• _Task instructions_
- a) In the cystic fibrosis abstract, which year's EU membership serves as the reference base for comparing countries?
- b) Please transcribe the cystic fibrosis abstract between "Country-specific CF Registries" and "into better outcomes.", inclusive.

• _Provided text_
- Oral presentation
- Open Access
Comparative demographics of the European Cystic Fibrosis population: does EU membership confer an advantage?
Orphanet Journal of Rare Diseases volume 5, Article number: O20 (2010)
Country-specific patient rare disease registries are rarely used to make international comparisons because of protocol discrepancies in data collation. Here, we attempt to overcome this limitation by using the inherited disease Cystic Fibrosis (CF) as a paradigm. CF provides a good example because its common form (homozygous F508del-CFTR) occurs across all European social strata appearing frequently but randomly thus providing an opportunity to measure health outcomes.
Country-specific CF Registries were combined cross-sectionally using a common data protocol (http://www.eurocarecf.eu) to compare patient demographics between the European Union (EU) and non-EU countries using EU membership in 2003 as a reference base. We tested the hypothesis that the nine-fold higher resources within the EU would translate into better outcomes.

• _Material shown_
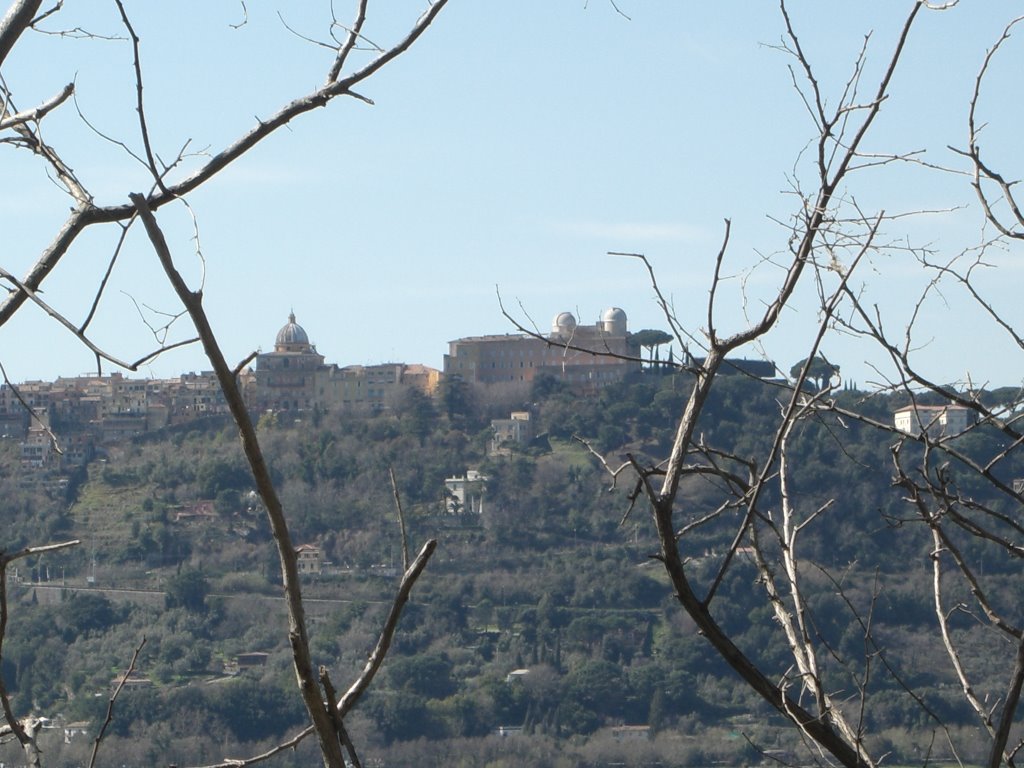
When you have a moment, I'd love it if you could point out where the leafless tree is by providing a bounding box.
[548,0,1024,768]
[0,0,446,768]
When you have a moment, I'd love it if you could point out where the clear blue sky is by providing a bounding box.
[0,0,1024,385]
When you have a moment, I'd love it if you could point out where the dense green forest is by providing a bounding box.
[0,370,1024,766]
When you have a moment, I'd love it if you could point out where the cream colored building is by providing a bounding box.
[893,404,974,437]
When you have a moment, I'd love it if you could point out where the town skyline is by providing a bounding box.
[0,0,1024,386]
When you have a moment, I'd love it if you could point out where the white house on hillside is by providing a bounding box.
[893,406,974,437]
[444,469,487,515]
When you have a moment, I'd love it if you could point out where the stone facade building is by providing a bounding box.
[444,307,640,392]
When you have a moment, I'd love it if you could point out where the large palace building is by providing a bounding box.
[444,307,640,391]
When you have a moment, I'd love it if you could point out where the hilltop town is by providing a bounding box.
[0,307,647,469]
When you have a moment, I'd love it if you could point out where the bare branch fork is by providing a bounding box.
[614,2,937,768]
[0,0,447,335]
[130,194,345,768]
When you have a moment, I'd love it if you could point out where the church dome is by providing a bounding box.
[601,306,626,336]
[551,312,575,336]
[273,312,309,347]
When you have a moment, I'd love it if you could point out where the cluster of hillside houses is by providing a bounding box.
[0,307,640,468]
[0,307,970,475]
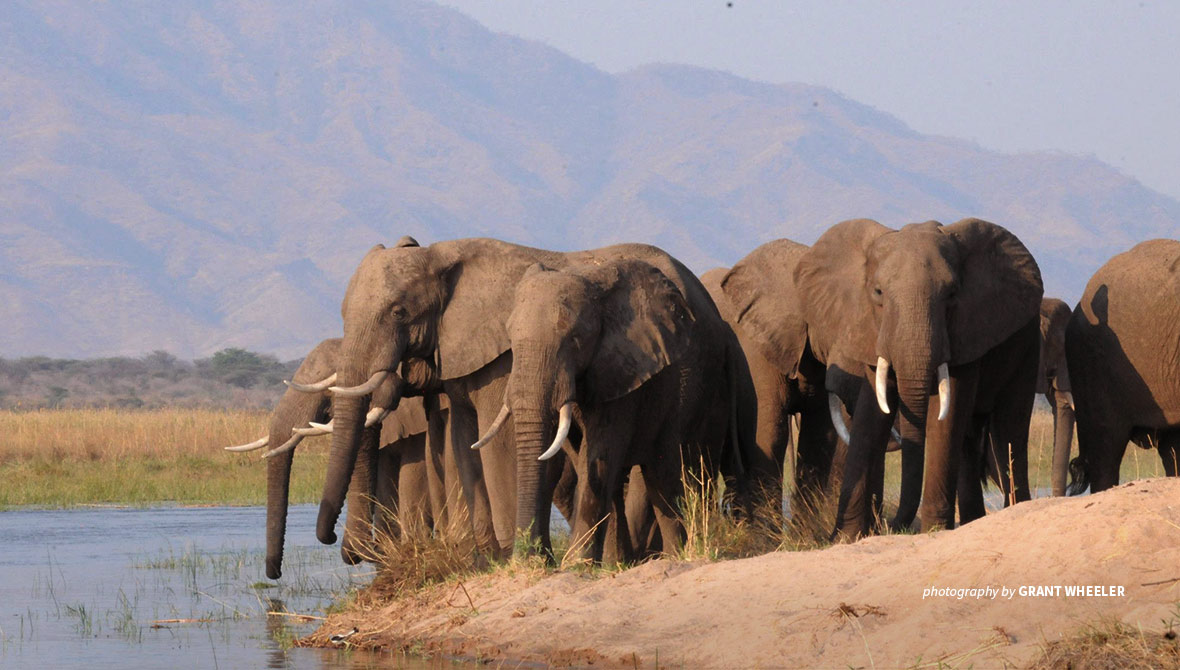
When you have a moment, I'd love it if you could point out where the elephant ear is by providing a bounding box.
[584,261,695,402]
[942,218,1044,364]
[795,218,893,376]
[721,239,807,375]
[426,238,545,380]
[381,396,427,446]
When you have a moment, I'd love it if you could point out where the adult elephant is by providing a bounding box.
[701,239,843,512]
[1036,297,1074,495]
[227,337,454,579]
[471,257,734,560]
[316,238,745,559]
[794,218,1043,538]
[1066,239,1180,494]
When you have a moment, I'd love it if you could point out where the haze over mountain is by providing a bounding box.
[0,0,1180,357]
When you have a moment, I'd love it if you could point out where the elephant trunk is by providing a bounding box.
[267,431,295,579]
[878,309,946,528]
[340,423,381,565]
[891,370,930,530]
[1049,390,1074,495]
[315,322,404,544]
[513,409,551,539]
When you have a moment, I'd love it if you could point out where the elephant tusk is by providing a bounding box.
[365,407,389,428]
[291,421,332,438]
[328,370,389,398]
[537,402,573,460]
[938,363,951,421]
[877,356,890,414]
[262,434,303,459]
[225,438,270,452]
[471,403,512,449]
[283,373,336,393]
[827,393,852,445]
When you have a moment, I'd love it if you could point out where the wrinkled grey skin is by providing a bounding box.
[316,238,745,559]
[266,339,445,579]
[794,219,1042,538]
[507,258,730,560]
[1066,239,1180,494]
[1036,297,1074,495]
[701,248,846,513]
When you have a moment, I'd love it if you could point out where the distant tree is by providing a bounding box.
[197,347,284,388]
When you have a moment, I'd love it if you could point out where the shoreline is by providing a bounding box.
[301,479,1180,668]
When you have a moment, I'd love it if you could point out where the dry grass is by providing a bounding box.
[0,409,327,507]
[1029,619,1180,670]
[366,507,476,597]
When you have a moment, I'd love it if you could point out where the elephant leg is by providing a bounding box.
[641,458,684,553]
[595,460,647,565]
[340,425,381,565]
[1047,388,1074,495]
[468,401,516,558]
[570,455,603,560]
[867,431,887,532]
[531,449,569,563]
[1156,429,1180,477]
[792,393,843,508]
[553,456,578,525]
[832,382,897,540]
[988,330,1040,507]
[398,434,432,532]
[918,363,982,531]
[957,416,988,525]
[424,395,450,530]
[373,440,405,539]
[625,466,658,558]
[448,396,499,554]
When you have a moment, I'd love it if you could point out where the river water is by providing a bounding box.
[0,505,452,670]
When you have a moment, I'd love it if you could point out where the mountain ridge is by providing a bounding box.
[0,0,1180,359]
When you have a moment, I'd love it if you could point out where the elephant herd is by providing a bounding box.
[229,218,1180,579]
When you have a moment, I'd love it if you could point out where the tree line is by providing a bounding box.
[0,348,301,410]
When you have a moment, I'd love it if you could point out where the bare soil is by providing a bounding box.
[304,479,1180,668]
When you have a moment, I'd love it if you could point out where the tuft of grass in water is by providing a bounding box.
[1029,604,1180,670]
[365,502,476,596]
[675,457,787,560]
[0,409,328,508]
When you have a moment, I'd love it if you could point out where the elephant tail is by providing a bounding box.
[1066,456,1090,495]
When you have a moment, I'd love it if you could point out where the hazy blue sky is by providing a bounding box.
[441,0,1180,197]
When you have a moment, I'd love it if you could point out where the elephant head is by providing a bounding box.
[794,218,1042,525]
[483,261,694,547]
[316,238,559,544]
[1036,297,1074,495]
[227,339,340,579]
[227,339,425,579]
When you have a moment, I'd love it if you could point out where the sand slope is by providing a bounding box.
[316,479,1180,668]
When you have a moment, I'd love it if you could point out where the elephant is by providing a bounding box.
[471,257,733,561]
[1036,297,1074,495]
[788,218,1043,539]
[701,248,846,513]
[1066,239,1180,494]
[227,339,454,579]
[316,238,745,552]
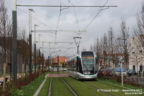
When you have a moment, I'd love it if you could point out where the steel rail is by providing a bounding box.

• _Responses for each task_
- a) 2003

- b)
Country-specific CF Registries were combined cross-sectionally using a common data protocol (http://www.eurocarecf.eu) to compare patient demographics between the European Union (EU) and non-EU countries using EU membership in 2003 as a reference base. We tested the hypothesis that the nine-fold higher resources within the EU would translate into better outcomes.